→ AIM OF THE EXERCISE
Please print the passage of the NASCAR preview between "NASCAR at Pocono" and "be an outlier?", inclusive.

--- DOCUMENT ---

It’s “Tricky Triangle” time! The NASCAR Cup Series is headed to Long Pond, Penn., this week for the Great American Getaway 400 at Pocono Raceway. The race is unique among all NASCAR tracks for its triangular shape and three wildly different turns.

Our NASCAR experts, Jeff Gluck and Jordan Bianchi, explain more about what makes this race special and answer our questions about the Cup playoff picture, takeaways from the Chicago street race and their favorites and long-shot picks for this week.

NASCAR at Pocono is set for Sunday at 2:30 p.m. ET, broadcasting on USA.


The Chicago Street Race is notable for the fans that show up: Jeff reported that the race president, Julie Giese, said ticket buyers represented 23 different countries and that 60 percent of ticket buyers had never previously purchased a NASCAR ticket. Do you think this sort of attention makes another big-city street race appealing to NASCAR higher-ups? Is this always going to be an outlier?

--- PROVIDED MATERIAL ---

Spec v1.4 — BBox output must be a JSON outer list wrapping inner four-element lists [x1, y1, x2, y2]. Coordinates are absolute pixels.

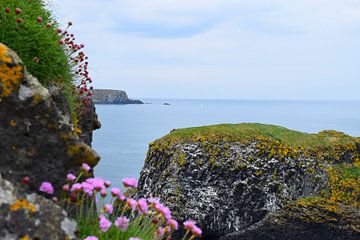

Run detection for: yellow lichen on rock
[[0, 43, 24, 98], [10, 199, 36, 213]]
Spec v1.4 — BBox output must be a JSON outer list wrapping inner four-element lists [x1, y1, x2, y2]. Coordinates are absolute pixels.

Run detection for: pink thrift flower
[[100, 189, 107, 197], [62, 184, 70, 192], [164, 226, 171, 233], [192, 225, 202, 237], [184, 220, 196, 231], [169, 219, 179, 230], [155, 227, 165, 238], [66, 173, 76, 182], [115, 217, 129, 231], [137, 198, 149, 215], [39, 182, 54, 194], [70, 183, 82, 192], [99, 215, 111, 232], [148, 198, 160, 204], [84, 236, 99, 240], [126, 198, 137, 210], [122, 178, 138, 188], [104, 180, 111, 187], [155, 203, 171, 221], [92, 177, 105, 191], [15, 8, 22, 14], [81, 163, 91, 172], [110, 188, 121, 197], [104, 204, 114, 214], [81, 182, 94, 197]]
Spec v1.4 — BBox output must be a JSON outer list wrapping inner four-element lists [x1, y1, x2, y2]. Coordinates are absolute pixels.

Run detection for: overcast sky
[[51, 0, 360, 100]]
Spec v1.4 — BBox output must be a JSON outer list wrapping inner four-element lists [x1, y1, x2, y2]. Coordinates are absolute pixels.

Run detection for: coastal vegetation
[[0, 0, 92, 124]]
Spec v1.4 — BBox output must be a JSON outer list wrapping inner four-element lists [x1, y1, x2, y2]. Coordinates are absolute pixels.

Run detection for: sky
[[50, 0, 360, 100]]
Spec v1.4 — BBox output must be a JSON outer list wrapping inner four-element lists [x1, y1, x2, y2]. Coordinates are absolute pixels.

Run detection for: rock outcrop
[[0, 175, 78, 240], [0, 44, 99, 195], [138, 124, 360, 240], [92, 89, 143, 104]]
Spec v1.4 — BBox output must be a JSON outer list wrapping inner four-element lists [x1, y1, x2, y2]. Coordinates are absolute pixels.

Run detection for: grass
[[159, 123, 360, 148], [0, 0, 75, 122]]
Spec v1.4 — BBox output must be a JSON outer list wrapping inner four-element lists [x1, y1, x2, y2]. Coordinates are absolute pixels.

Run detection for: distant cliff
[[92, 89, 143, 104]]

---

→ WRITTEN RESPONSE
NASCAR at Pocono is set for Sunday at 2:30 p.m. ET, broadcasting on USA.


The Chicago Street Race is notable for the fans that show up: Jeff reported that the race president, Julie Giese, said ticket buyers represented 23 different countries and that 60 percent of ticket buyers had never previously purchased a NASCAR ticket. Do you think this sort of attention makes another big-city street race appealing to NASCAR higher-ups? Is this always going to be an outlier?